(Bereitgestellter Text)
▽

Doch nicht mit erde decket ihre glieder
Mit blüten hüllt sie, bis der morgen naht
Dann sehe die geliebte ja ich wieder.
Dann bin auch ich zum leben aufgewacht.
(verfasst 2 Wochen vor seinem Tod)
Maximin-Mythos
Der Tod des Jungen traf George schwer, an Sabine Lepsius etwa schrieb er: „Ich trauere über einen unbegreiflichen und frühen tod der auch mich an die lezten klüfte hinführen wollte“.[4] Aus der Zeit unmittelbar nach Kronbergers Tod sind sonst nur wenige Quellen überliefert, die Aufschluss über Georges Gedanken geben könnten. Schon bald begann er mit den Vorbereitungen für einen Maximilian gewidmeten Gedenkband, der bereits im April 1905 fertig vorlag. Er selbst hatte neben einer Vorrede mehrere Gedichte beigesteuert, weitere lyrische Beiträge stammten von Friedrich Gundolf, Karl Wolfskehl und Lothar Treuge, die kunstvolle Aufmachung des Bandes übernahm Melchior Lechter. Auch einige Gedichte aus dem Nachlass Kronbergers wurden schließlich Ende 1906 in dem Band Maximin. Ein Gedenkbuch veröffentlicht.[5] In Georges Vorrede heißt es:[6]
„Wir stürzten nieder in der dumpfen verzweiflung der zurückgelassenen gemeinde, wir wanden uns in sinnlosem schmerz dass wir niemals wieder diese hände berühren dass uns niemals wieder diese lippen küssen dürften. Da drang seine lebendige stimme in uns und belehrte uns über unsre torheit die ihn hier noch zwingen wollte … Wir können nun gierig nach leidenschaftlichen verehrungen in unsren weiheräumen seine säule aufstellen uns vor ihm niederwerfen und ihm huldigen woran die menschliche scheu uns gehindert hatte als er noch unter uns war.“
Unter dem Namen „Maximin“ stilisierte George Kronberger von nun an zu einer menschgewordenen Gottheit. 1907 folgte Der siebente Ring, der sich ebenfalls zentral mit Georges Maximin-Mythos befasst. Der Mythos war besonders in den nächsten Jahren ein zentrales Identifikations- und Integrationsmerkmal des George-Kreises.

△

(Aufgaben)
A - Wann lag laut dem Text zum Maximin-Mythos der Gedenkband für Maximilian fertig vor?
B - Schreibe aus dem Text zum Maximin-Mythos die Stelle ab, die mit „Doch nicht mit“ beginnt und mit „vor seinem Tod)“ endet.
Die folgenden Zeilen stammen aus einer anderen Quelle.

(Gespeicherte Dateneinträge)
▽

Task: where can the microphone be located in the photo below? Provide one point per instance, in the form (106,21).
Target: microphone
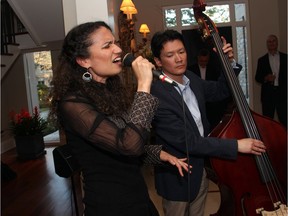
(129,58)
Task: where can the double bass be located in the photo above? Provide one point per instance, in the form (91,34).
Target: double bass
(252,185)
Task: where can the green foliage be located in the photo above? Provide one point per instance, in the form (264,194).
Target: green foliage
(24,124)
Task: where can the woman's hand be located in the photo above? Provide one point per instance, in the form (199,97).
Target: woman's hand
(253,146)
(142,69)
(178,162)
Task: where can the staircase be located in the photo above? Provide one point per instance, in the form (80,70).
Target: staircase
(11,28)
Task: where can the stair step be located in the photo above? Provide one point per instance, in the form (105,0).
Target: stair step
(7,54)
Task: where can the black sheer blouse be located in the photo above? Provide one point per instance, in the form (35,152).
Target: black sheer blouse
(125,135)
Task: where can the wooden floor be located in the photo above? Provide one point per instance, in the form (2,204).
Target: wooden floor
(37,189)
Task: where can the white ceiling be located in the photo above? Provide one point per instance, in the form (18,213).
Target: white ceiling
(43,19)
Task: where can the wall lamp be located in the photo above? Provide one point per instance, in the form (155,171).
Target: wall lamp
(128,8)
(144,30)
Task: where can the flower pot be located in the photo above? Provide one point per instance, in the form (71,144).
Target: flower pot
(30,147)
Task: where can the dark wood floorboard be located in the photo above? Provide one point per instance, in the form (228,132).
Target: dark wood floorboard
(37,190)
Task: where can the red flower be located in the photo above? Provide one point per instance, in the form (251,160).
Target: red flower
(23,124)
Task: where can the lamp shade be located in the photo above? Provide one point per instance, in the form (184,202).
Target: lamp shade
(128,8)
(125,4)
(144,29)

△

(Lösungen)
A - Im April 1905.

B -
Doch nicht mit erde decket ihre glieder
Mit blüten hüllt sie, bis der morgen naht
Dann sehe die geliebte ja ich wieder.
Dann bin auch ich zum leben aufgewacht.
(verfasst 2 Wochen vor seinem Tod)